§ 課題の指示
以下の項目のうち、文字列「tree」を含む行の数を答えなさい。数だけを書くこと。

§ 提供資料

>>

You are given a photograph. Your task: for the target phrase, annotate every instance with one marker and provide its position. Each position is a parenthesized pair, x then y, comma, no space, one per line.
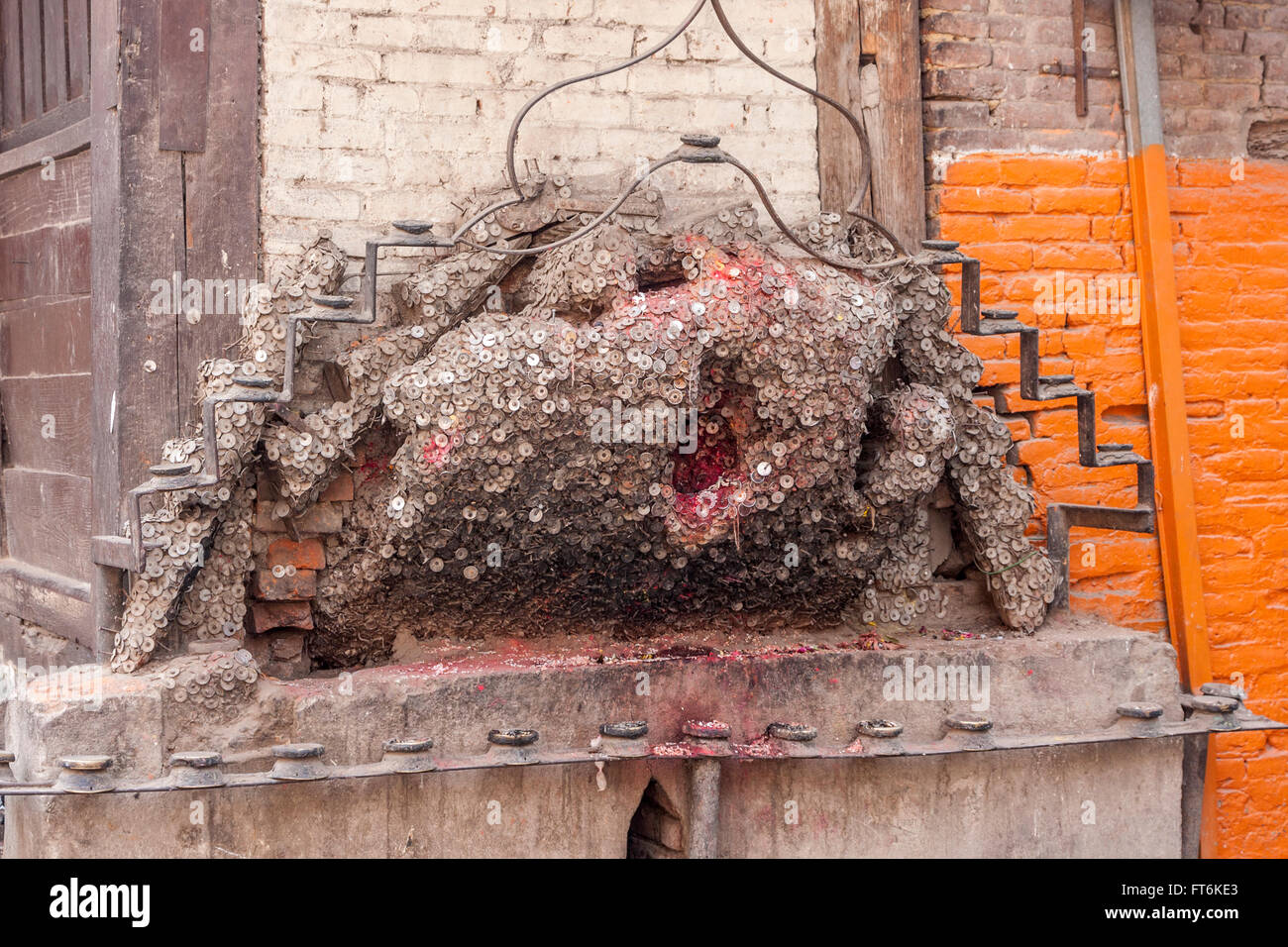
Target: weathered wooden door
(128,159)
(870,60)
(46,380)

<<
>>

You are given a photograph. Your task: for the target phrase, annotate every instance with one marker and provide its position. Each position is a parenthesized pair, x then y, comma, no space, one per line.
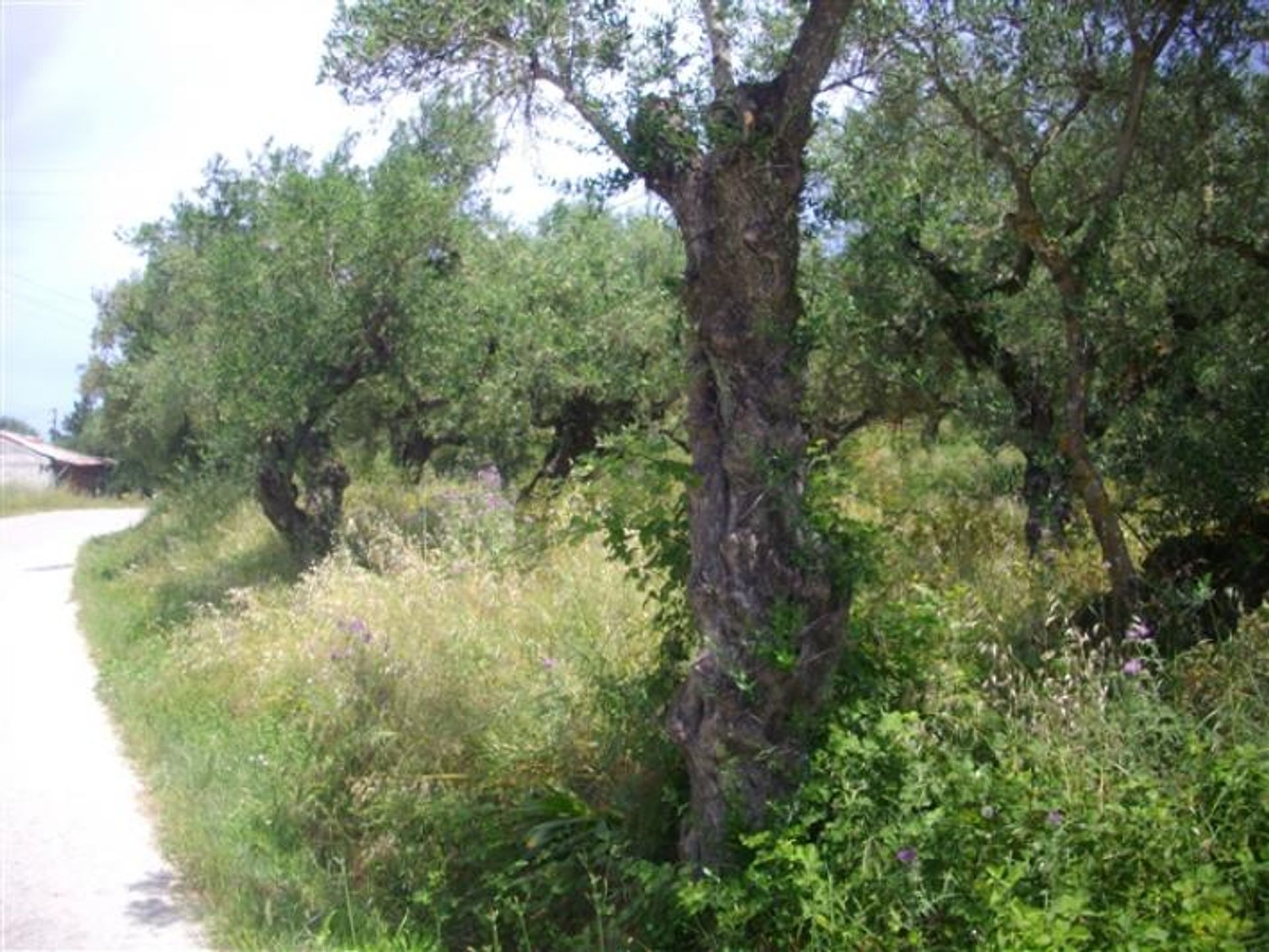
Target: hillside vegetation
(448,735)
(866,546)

<<
>>

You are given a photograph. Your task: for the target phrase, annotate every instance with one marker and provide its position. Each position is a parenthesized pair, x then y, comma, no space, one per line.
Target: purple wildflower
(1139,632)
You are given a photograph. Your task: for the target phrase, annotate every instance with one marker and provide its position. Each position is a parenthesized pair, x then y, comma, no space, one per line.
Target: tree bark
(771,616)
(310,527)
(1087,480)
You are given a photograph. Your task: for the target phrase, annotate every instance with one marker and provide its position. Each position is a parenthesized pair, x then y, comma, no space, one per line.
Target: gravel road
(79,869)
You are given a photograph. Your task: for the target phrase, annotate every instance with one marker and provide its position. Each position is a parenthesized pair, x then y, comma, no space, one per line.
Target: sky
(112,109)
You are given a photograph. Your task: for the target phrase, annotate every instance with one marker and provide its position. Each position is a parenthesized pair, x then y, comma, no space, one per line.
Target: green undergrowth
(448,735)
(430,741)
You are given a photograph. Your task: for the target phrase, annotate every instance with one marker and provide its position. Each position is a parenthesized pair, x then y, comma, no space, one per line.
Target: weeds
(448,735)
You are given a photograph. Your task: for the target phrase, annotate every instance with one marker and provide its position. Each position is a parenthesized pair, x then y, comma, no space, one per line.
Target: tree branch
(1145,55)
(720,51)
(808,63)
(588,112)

<<

§ 課題の解答
2